* _What to do_:
Your response should be the listing below, repeated exactly and in full.

[[ Dataset excerpts open ]]

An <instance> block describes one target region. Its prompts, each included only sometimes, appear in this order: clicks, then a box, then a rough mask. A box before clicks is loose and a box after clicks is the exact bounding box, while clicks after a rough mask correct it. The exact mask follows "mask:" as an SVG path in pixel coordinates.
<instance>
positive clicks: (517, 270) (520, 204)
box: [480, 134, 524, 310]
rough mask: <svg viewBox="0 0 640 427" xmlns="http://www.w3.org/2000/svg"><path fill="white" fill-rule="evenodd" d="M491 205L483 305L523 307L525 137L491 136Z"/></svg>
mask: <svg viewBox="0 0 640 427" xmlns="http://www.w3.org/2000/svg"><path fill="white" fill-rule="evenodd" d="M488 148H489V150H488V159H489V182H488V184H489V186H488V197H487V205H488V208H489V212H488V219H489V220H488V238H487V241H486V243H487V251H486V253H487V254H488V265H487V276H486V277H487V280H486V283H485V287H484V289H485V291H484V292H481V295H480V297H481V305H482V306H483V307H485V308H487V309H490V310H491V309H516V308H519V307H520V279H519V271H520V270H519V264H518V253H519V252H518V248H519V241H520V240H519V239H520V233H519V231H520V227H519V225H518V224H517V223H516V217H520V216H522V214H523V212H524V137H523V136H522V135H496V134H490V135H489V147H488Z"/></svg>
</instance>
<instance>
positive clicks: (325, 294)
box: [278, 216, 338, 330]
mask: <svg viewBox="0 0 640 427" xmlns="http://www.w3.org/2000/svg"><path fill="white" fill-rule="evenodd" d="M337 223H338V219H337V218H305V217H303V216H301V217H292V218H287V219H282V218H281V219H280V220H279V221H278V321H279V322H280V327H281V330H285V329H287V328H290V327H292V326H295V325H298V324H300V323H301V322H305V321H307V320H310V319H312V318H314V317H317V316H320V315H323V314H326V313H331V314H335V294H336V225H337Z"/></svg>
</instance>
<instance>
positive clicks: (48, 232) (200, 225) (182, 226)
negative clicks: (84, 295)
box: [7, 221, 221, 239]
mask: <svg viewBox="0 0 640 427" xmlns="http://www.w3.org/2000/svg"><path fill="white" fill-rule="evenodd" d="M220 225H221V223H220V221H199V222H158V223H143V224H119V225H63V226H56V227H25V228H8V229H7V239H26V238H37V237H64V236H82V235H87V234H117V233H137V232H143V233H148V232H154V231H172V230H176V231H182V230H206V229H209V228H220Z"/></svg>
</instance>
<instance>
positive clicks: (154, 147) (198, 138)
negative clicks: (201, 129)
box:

[[ Dataset excerpts closed ]]

* _Result of the task_:
An <instance> block describes one target region. Its prompts, each included only sometimes, appear in this order: clicks, then a box, then a rough mask. A box before clicks is loose and a box after clicks is the exact bounding box, while clicks after a rough mask correct it. The exact mask follows "mask:" as an SVG path in pixel coordinates.
<instance>
positive clicks: (517, 270) (520, 204)
box: [480, 134, 524, 310]
rough mask: <svg viewBox="0 0 640 427" xmlns="http://www.w3.org/2000/svg"><path fill="white" fill-rule="evenodd" d="M491 205L483 305L523 307L525 137L491 136Z"/></svg>
mask: <svg viewBox="0 0 640 427" xmlns="http://www.w3.org/2000/svg"><path fill="white" fill-rule="evenodd" d="M488 148H489V150H488V159H489V182H488V184H489V186H488V197H487V205H488V208H489V212H488V219H489V220H488V238H487V241H486V243H487V251H486V253H487V254H488V265H487V276H486V277H487V280H486V283H485V287H484V289H485V291H484V292H481V295H480V297H481V305H482V306H483V307H485V308H487V309H490V310H491V309H516V308H519V307H520V279H519V271H520V270H519V264H518V253H519V252H518V248H519V241H520V240H519V239H520V233H519V231H520V227H519V225H518V224H517V223H516V217H520V216H522V214H523V212H524V137H523V136H522V135H496V134H490V135H489V147H488Z"/></svg>
</instance>
<instance>
positive clicks: (325, 294)
box: [278, 216, 338, 330]
mask: <svg viewBox="0 0 640 427" xmlns="http://www.w3.org/2000/svg"><path fill="white" fill-rule="evenodd" d="M337 223H338V219H337V218H305V217H303V216H301V217H292V218H287V219H282V218H281V219H280V220H279V221H278V321H279V322H280V327H281V330H285V329H287V328H290V327H292V326H295V325H298V324H300V323H301V322H305V321H307V320H310V319H312V318H314V317H317V316H320V315H323V314H326V313H331V314H335V294H336V225H337Z"/></svg>
</instance>
<instance>
positive clicks: (48, 232) (200, 225) (182, 226)
negative clicks: (84, 295)
box: [7, 221, 221, 239]
mask: <svg viewBox="0 0 640 427" xmlns="http://www.w3.org/2000/svg"><path fill="white" fill-rule="evenodd" d="M220 225H221V223H220V221H199V222H158V223H143V224H119V225H63V226H56V227H25V228H8V229H7V239H26V238H37V237H64V236H82V235H87V234H117V233H137V232H143V233H148V232H154V231H172V230H176V231H182V230H206V229H209V228H220Z"/></svg>
</instance>
<instance>
positive clicks: (154, 147) (198, 138)
negative clicks: (201, 129)
box:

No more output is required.